Task instructions
Please put every line of the entries below into a JSON list of strings, one string per line, leaving out blank lines.

Entries for labeling bounding boxes:
....

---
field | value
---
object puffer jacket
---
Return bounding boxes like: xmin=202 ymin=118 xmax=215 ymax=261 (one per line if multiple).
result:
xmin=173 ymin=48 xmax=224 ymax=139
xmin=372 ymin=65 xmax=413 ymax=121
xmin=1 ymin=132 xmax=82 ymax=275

....

Task solution
[
  "---",
  "field | value",
  "---",
  "object puffer jacket",
  "---",
  "Return bounding boxes like: xmin=202 ymin=118 xmax=215 ymax=261 (one per line if multiple).",
  "result:",
  "xmin=173 ymin=48 xmax=224 ymax=139",
  "xmin=372 ymin=65 xmax=413 ymax=121",
  "xmin=1 ymin=132 xmax=82 ymax=275"
]